— Begin —
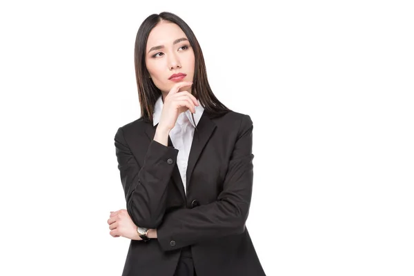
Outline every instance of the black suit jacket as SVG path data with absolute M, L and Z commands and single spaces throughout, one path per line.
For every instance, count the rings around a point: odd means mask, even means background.
M 153 140 L 142 118 L 118 129 L 115 141 L 126 209 L 157 239 L 131 240 L 123 276 L 172 275 L 181 249 L 190 246 L 197 276 L 265 273 L 245 223 L 252 195 L 253 122 L 204 110 L 187 168 L 187 195 L 176 164 L 178 150 Z

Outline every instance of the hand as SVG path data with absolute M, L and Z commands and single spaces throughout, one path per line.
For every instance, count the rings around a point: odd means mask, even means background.
M 109 228 L 112 230 L 109 234 L 113 237 L 124 237 L 137 241 L 142 240 L 137 232 L 137 226 L 126 209 L 110 212 L 108 224 L 109 224 Z M 150 239 L 157 239 L 157 229 L 149 229 L 147 236 Z
M 164 107 L 161 113 L 158 128 L 168 132 L 174 128 L 178 115 L 190 110 L 192 113 L 195 113 L 195 106 L 199 103 L 197 99 L 188 91 L 179 91 L 180 88 L 190 86 L 192 82 L 181 81 L 172 86 L 168 95 L 166 96 Z
M 108 224 L 111 231 L 109 234 L 114 237 L 124 237 L 130 239 L 142 240 L 137 232 L 137 226 L 125 209 L 110 212 Z

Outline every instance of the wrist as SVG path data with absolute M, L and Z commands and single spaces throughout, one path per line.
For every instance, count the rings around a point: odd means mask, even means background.
M 166 146 L 168 146 L 168 135 L 170 135 L 170 129 L 160 126 L 159 125 L 155 130 L 154 140 L 157 141 L 159 144 L 162 144 Z
M 150 239 L 157 239 L 157 229 L 150 229 L 147 236 Z

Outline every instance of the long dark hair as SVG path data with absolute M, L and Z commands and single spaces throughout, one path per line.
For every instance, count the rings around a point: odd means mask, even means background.
M 150 32 L 163 20 L 178 25 L 187 36 L 194 51 L 195 64 L 191 93 L 199 100 L 204 110 L 213 116 L 230 111 L 217 99 L 211 90 L 207 79 L 203 52 L 193 30 L 184 20 L 177 15 L 164 12 L 159 14 L 154 14 L 148 17 L 142 22 L 137 33 L 135 50 L 135 75 L 141 106 L 141 116 L 152 122 L 155 102 L 161 95 L 161 90 L 155 86 L 152 79 L 149 77 L 145 61 L 146 43 Z

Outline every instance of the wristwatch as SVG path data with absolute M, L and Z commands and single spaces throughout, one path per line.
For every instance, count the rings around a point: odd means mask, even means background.
M 150 240 L 150 238 L 147 236 L 148 231 L 148 228 L 145 228 L 144 227 L 138 227 L 137 228 L 137 232 L 138 232 L 139 237 L 141 238 L 142 240 L 144 241 L 148 241 Z

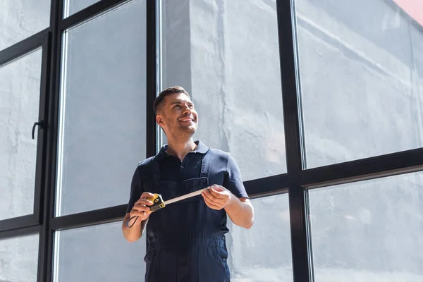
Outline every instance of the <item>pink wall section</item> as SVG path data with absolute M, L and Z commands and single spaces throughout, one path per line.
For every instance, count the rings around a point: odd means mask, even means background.
M 393 0 L 393 1 L 423 26 L 423 0 Z

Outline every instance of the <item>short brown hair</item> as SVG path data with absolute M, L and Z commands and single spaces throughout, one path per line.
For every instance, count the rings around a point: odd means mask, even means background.
M 188 98 L 191 99 L 190 94 L 187 91 L 181 87 L 180 86 L 173 86 L 171 87 L 168 87 L 160 92 L 159 96 L 154 99 L 154 102 L 153 103 L 153 110 L 154 111 L 154 114 L 157 115 L 157 111 L 159 110 L 160 106 L 164 98 L 171 94 L 173 93 L 183 93 L 188 97 Z

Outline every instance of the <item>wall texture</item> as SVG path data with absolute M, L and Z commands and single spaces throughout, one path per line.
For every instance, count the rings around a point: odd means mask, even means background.
M 30 2 L 0 4 L 0 49 L 48 26 L 49 1 Z M 388 0 L 295 6 L 307 167 L 421 147 L 423 28 Z M 192 94 L 196 137 L 230 152 L 245 180 L 286 172 L 275 1 L 166 0 L 163 8 L 163 87 L 180 85 Z M 145 13 L 137 0 L 68 34 L 63 214 L 128 201 L 145 158 Z M 10 171 L 0 174 L 4 218 L 32 209 L 23 191 L 32 192 L 32 143 L 23 133 L 32 118 L 22 105 L 37 102 L 37 52 L 0 68 L 0 127 L 7 133 L 0 170 Z M 25 145 L 13 143 L 16 136 L 26 136 L 27 149 L 19 151 Z M 7 161 L 17 152 L 27 166 Z M 316 280 L 422 280 L 422 182 L 412 173 L 311 191 Z M 253 204 L 252 229 L 230 226 L 233 280 L 292 281 L 287 195 Z M 56 235 L 59 281 L 142 280 L 144 242 L 127 243 L 119 223 Z M 37 236 L 0 241 L 0 280 L 35 281 L 37 244 Z

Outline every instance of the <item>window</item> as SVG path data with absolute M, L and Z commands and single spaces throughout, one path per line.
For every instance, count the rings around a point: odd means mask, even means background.
M 422 147 L 422 26 L 391 0 L 298 0 L 295 16 L 307 167 Z
M 128 202 L 145 158 L 145 1 L 63 35 L 56 213 Z
M 47 28 L 50 0 L 0 2 L 0 50 Z
M 36 282 L 38 234 L 0 240 L 0 281 Z
M 63 18 L 79 12 L 85 8 L 98 2 L 99 0 L 63 0 Z
M 0 66 L 0 220 L 34 211 L 42 49 Z
M 229 152 L 245 180 L 286 172 L 276 1 L 163 1 L 162 88 L 199 114 L 195 139 Z
M 315 281 L 423 280 L 423 173 L 309 192 Z
M 121 222 L 56 233 L 57 282 L 143 280 L 145 240 L 128 243 Z
M 255 223 L 251 229 L 228 219 L 228 262 L 234 282 L 293 281 L 288 194 L 252 200 Z

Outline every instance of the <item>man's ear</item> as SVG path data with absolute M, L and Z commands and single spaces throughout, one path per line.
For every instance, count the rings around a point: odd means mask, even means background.
M 164 121 L 163 121 L 163 118 L 161 118 L 161 115 L 158 114 L 157 116 L 156 116 L 156 122 L 157 123 L 157 124 L 161 126 L 163 125 Z

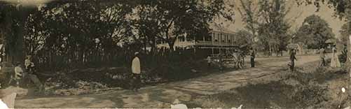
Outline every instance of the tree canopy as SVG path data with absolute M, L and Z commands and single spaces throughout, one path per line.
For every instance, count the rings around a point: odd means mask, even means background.
M 284 0 L 263 0 L 259 4 L 259 43 L 270 55 L 273 51 L 277 54 L 286 49 L 290 39 L 288 31 L 291 26 L 285 20 L 289 10 Z
M 318 49 L 325 46 L 326 41 L 335 39 L 335 34 L 326 21 L 312 15 L 305 19 L 298 30 L 296 41 L 302 42 L 308 48 Z

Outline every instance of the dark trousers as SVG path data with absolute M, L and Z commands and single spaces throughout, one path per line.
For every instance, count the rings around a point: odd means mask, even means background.
M 294 68 L 295 67 L 295 60 L 291 60 L 291 64 L 290 65 L 290 70 L 291 70 L 291 71 L 294 71 Z
M 321 66 L 326 66 L 326 64 L 325 62 L 325 59 L 324 58 L 321 58 L 322 59 L 322 64 L 321 64 Z
M 132 89 L 140 89 L 140 74 L 132 73 Z
M 255 58 L 251 58 L 251 67 L 255 67 Z

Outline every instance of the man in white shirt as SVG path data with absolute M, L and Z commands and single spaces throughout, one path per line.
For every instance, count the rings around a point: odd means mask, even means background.
M 16 66 L 15 67 L 15 78 L 14 80 L 16 81 L 16 85 L 18 87 L 20 85 L 20 80 L 22 78 L 22 75 L 23 73 L 23 70 L 21 68 L 21 64 L 20 62 L 16 64 Z
M 133 75 L 134 81 L 132 89 L 135 92 L 137 92 L 137 90 L 140 88 L 140 73 L 142 71 L 140 68 L 140 60 L 139 59 L 139 52 L 136 52 L 134 54 L 135 57 L 132 61 L 132 74 Z
M 207 56 L 207 66 L 208 66 L 208 68 L 209 68 L 211 67 L 211 56 L 208 55 Z

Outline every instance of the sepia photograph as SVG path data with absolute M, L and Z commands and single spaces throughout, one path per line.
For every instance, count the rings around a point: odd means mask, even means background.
— End —
* Directions for this task *
Copy verbatim the rows starting with the line that contains "Outline every instance of the <item>wall" and going on through the line that contains "M 164 121 L", both of those lines included.

* Complete response *
Outline every instance of the <item>wall texture</item> as SVG path data with absolute M, L and Z commands and single spaces throughout, one path per line.
For every instance, count the rings around a point: odd means mask, even means background.
M 30 2 L 0 4 L 0 49 L 48 26 L 49 1 Z M 388 0 L 295 6 L 307 167 L 421 147 L 423 28 Z M 192 94 L 196 137 L 230 152 L 245 180 L 286 172 L 275 1 L 166 0 L 163 8 L 163 87 L 180 85 Z M 145 13 L 137 0 L 68 34 L 63 214 L 128 201 L 145 158 Z M 10 171 L 0 174 L 4 218 L 32 209 L 23 191 L 32 192 L 32 143 L 23 133 L 32 118 L 22 105 L 37 102 L 37 52 L 0 68 L 0 127 L 7 133 L 0 170 Z M 25 145 L 13 143 L 16 136 L 26 136 L 27 149 L 19 151 Z M 7 161 L 17 152 L 27 166 Z M 316 280 L 422 280 L 422 182 L 412 173 L 311 191 Z M 253 204 L 252 229 L 230 226 L 233 280 L 292 281 L 287 195 Z M 56 235 L 59 281 L 142 280 L 144 242 L 127 243 L 119 223 Z M 37 236 L 0 241 L 0 280 L 35 281 L 37 244 Z

Outline every instance of the <item>window</item> as SVG path data with absolute M, L and Z commands and single spaces throughout, one path per line.
For every instance, count the rings around a point: odd means mask, even means background.
M 422 147 L 422 26 L 391 0 L 298 0 L 295 16 L 307 167 Z
M 128 202 L 145 158 L 145 1 L 63 35 L 56 213 Z
M 47 28 L 50 0 L 0 2 L 0 50 Z
M 36 282 L 38 234 L 0 240 L 0 281 Z
M 63 18 L 79 12 L 85 8 L 98 2 L 99 0 L 63 0 Z
M 0 66 L 0 220 L 34 211 L 42 49 Z
M 229 152 L 245 180 L 286 172 L 276 1 L 163 1 L 162 88 L 199 114 L 195 139 Z
M 315 281 L 423 280 L 423 173 L 309 192 Z
M 121 222 L 56 233 L 57 282 L 143 280 L 145 240 L 128 243 Z
M 255 223 L 251 229 L 228 219 L 228 262 L 234 282 L 293 281 L 288 194 L 252 200 Z

Outline every instance of the <item>man's ear</item> as SVG path data with absolute M, L and Z commands and single spaces throughout, one path per line.
For every instance, count the rings around a point: odd means mask, even means background.
M 164 121 L 163 121 L 163 118 L 161 118 L 161 115 L 158 114 L 157 116 L 156 116 L 156 122 L 157 123 L 157 124 L 161 126 L 163 125 Z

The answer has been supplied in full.